►

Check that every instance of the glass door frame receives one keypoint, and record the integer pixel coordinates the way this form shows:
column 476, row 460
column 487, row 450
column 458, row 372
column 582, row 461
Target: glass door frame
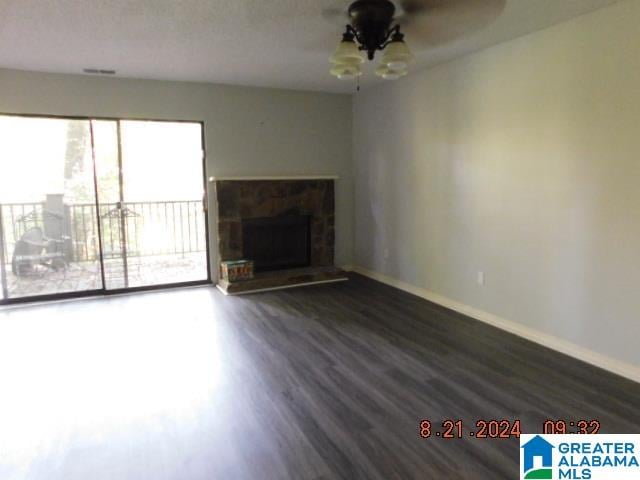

◄

Assignment |
Filter the records above down to the lines that hold the string "door".

Task response |
Check that every instance of the glass door frame receives one keypoint, and record the integer pixel coordinates the way this form shows:
Target: glass door frame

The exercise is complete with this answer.